■ WRITTEN INSTRUCTION ■
In the Hall of Fame text below, write out everything from "Hall of Fame: Category" down to "of Fame cohort." word for word.

■ READING TEXT ■

Hall of Fame: Category One, The Text Thread

The WhatsApp screenshot is the native medium of modern football banter, and the submissions in this category represent the artform at its peak. Presented here, with minor edits for clarity and one extremely edited edit for decency, are our favourite text-thread reactions from the inaugural Hall of Fame cohort.

The Methodical Dissection (Submitted by Pete, Sunderland)

Pete’s Arsenal mate Dan received the bottle on a Thursday morning. The text thread began at 11:47am and ran, without pause, for three hours and fourteen minutes. Dan’s opening message was simply: “What is this.” Not a question. A verdict. Pete replied with a link, specifically, to our page explaining why Quad Juice is 100% grape juice and 0% European Cups. The read receipt appeared after forty-seven seconds. What followed was a masterwork of denial. Dan argued, in sequence, that: (a) this was defamatory, (b) Arsenal had technically been competitive in Europe “consistently,” (c) the 2006 Champions League final counted as “a win on merit,” and (d) Pete was “not even a real football fan.” The thread ends with Dan sending a photo of himself drinking the grape juice from a crystal glass. “It’s fine,” the caption reads. “Actually quite complex on the palate.”

The One-Word Replies (Submitted by Callum, Glasgow)

Callum is, by his own admission, a man of economy. He purchased a bottle of Quad Juice for his brother-in-law Gary, an Arsenal supporter of twenty-two years, and wrapped it alongside a genuine bottle of Burgundy as a misdirect. Gary unwrapped the Burgundy first. He was pleased. He then unwrapped the Quad Juice and the text thread that followed contained, from Gary, exactly four messages across two days. Day one, message one: “No.” Day one, message two: “Seriously.” Day two, message one: “Mum laughed.” Day two, message two: “Don’t.”

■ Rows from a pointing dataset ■
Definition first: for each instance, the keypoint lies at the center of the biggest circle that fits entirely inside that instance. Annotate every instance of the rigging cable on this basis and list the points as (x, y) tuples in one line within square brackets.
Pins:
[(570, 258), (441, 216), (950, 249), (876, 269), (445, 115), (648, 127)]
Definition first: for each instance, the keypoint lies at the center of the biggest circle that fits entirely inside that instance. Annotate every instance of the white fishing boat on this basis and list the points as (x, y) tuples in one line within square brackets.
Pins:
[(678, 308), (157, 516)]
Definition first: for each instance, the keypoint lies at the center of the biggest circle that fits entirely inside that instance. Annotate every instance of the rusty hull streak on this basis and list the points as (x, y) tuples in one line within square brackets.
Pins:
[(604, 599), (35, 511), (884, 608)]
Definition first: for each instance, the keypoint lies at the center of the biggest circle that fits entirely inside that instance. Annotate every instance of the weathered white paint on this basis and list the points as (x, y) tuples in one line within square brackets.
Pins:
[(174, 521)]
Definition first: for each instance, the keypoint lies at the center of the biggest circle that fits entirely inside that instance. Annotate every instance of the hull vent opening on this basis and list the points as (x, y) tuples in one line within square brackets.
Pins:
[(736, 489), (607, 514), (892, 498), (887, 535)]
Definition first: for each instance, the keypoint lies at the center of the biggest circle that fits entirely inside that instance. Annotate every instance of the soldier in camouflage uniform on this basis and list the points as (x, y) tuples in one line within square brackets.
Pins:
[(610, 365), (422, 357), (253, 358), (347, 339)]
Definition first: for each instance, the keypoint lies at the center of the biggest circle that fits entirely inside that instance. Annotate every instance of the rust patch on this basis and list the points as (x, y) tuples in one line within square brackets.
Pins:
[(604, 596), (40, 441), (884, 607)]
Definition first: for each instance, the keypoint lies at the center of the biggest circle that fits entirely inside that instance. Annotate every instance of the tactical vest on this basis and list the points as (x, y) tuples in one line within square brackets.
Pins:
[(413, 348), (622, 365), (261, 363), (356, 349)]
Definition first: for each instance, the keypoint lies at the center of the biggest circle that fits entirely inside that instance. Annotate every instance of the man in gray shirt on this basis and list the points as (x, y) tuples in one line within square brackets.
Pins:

■ ANSWER TO THIS EXERCISE ■
Hall of Fame: Category One, The Text Thread

The WhatsApp screenshot is the native medium of modern football banter, and the submissions in this category represent the artform at its peak. Presented here, with minor edits for clarity and one extremely edited edit for decency, are our favourite text-thread reactions from the inaugural Hall of Fame cohort.